***** Materials provided *****

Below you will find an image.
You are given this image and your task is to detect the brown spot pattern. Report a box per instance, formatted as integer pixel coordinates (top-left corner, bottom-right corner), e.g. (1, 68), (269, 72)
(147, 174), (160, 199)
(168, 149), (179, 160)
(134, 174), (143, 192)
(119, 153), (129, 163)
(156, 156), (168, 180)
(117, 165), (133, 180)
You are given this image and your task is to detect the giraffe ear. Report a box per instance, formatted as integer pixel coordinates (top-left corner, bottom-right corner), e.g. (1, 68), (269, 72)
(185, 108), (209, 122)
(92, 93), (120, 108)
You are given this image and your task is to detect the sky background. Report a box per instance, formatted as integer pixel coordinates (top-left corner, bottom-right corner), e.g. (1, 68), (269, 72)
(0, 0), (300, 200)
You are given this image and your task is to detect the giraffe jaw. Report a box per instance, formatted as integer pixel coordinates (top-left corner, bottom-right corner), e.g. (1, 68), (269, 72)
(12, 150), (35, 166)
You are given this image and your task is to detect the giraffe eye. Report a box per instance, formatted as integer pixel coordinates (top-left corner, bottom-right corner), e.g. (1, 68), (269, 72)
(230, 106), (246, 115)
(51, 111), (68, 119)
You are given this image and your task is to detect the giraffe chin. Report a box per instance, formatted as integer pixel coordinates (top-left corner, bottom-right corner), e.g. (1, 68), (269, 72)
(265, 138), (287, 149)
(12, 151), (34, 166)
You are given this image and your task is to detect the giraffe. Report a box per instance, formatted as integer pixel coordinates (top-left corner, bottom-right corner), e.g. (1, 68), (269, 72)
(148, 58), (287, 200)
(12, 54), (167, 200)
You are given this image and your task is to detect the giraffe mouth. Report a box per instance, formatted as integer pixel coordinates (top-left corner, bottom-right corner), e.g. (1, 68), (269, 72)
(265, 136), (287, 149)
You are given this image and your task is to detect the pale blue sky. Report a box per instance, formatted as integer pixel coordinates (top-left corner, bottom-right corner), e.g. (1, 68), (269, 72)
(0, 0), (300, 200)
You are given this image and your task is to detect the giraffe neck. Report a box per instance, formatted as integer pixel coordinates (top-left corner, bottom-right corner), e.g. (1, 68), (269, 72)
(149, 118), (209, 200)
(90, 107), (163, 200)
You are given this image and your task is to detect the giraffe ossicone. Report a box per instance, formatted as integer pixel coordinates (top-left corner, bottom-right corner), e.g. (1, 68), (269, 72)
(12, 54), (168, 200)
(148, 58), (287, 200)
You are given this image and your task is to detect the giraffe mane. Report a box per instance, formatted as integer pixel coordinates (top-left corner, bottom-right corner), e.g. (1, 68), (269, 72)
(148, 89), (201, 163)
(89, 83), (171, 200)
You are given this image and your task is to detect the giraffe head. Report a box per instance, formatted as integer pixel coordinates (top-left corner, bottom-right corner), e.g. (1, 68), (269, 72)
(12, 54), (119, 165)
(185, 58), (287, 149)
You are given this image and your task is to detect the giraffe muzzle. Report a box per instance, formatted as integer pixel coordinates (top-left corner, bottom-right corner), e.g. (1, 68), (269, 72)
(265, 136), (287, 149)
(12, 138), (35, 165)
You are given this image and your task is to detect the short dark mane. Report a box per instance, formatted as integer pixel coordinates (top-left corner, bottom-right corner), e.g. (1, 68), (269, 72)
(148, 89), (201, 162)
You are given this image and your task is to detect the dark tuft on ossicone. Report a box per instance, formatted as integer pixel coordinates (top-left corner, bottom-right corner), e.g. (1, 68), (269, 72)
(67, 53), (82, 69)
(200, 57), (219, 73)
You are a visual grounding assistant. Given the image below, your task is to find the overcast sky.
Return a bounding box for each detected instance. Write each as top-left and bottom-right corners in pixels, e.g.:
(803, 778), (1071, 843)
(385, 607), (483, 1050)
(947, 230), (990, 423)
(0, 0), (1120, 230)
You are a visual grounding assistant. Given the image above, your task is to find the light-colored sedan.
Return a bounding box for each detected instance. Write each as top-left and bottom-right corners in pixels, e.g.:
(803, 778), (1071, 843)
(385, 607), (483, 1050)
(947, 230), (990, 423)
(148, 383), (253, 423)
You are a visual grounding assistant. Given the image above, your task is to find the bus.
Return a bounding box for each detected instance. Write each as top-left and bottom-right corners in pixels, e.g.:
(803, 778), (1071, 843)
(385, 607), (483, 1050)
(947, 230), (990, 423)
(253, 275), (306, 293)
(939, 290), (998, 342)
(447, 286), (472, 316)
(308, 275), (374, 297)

*****

→ **What you should do**:
Which lines in the material above contain the word "grounding"? Copy each one in full.

→ **Full response**:
You are a visual grounding assistant. Given the image below, your task is to find the overcast sky.
You are a visual grounding assistant. Given the image above, your task is to find the light-colored sedan.
You are a visual grounding assistant. Given the image above, your task is to find the bus.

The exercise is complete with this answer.